Without including any image, retype the records word for word.

(Photo-based referring expression data)

++++++++++++++++++++

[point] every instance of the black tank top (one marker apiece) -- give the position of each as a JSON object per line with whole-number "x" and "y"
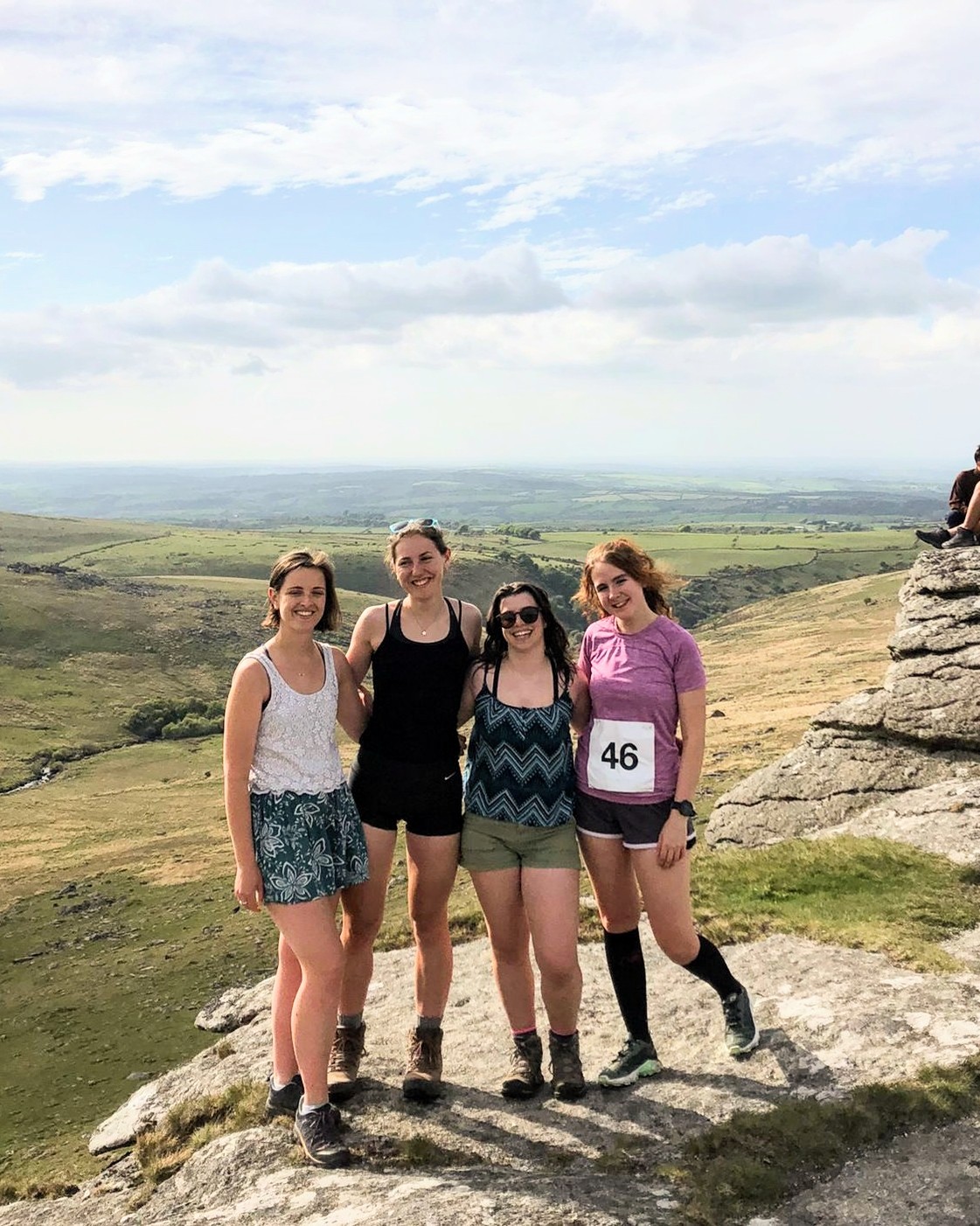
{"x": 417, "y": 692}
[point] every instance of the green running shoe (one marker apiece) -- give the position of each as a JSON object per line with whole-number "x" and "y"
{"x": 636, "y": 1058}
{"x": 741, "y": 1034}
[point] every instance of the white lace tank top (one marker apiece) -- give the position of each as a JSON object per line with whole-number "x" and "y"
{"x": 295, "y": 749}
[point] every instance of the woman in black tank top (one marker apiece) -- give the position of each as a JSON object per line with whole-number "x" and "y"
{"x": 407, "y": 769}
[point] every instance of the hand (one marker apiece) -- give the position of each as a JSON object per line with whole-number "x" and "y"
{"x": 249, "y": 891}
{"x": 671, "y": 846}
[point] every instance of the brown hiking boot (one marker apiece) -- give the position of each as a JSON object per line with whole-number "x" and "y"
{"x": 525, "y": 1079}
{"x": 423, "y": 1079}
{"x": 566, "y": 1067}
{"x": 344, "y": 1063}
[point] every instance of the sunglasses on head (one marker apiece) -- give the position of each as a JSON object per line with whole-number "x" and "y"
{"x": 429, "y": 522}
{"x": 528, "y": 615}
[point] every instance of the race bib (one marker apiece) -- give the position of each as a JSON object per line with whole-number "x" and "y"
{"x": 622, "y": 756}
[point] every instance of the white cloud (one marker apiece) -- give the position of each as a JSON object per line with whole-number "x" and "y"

++++++++++++++++++++

§ **Task solution**
[point] every instance of the black tank top (one marker apiece) -- give the position of each as a JSON object per line with whole-number "x" and "y"
{"x": 417, "y": 692}
[point] every instance of the green running shoe (one marker apiece) -- give the position of each as a JSON object per line with whole-number "x" and "y"
{"x": 636, "y": 1058}
{"x": 741, "y": 1034}
[point] every instance of the white lace tank top (one marker apiece) -- give the position of each as a JSON object per line with whole-number "x" and "y"
{"x": 295, "y": 749}
[point] every instance of the woman in black tank top (one marker apiece) -- give the position of each as a JSON object per line with whole-number "x" and "y"
{"x": 407, "y": 769}
[point] every instance of the hand (one marker apiece) -- give the position of each as a JSON object per line with whole-number "x" and "y"
{"x": 249, "y": 891}
{"x": 671, "y": 846}
[point] every instance of the brown hiking boot (one marker apiece) -- give the position of each as a JSON object per line with whole-number "x" and "y"
{"x": 525, "y": 1079}
{"x": 423, "y": 1079}
{"x": 566, "y": 1067}
{"x": 344, "y": 1063}
[point] every instance of the sunglasses on head (one marker apiece) -- give the position of each as a JSON object per line with whole-number "x" and "y"
{"x": 429, "y": 522}
{"x": 528, "y": 615}
[point] every instance of the race bib (one marker apiece) -- give the position of each as a JSON object per line with whole-number "x" and "y"
{"x": 622, "y": 756}
[point] every instance of the white cloud (one marker apiece) -- give the position of each as a JSON object per line with whole-number "x" and "y"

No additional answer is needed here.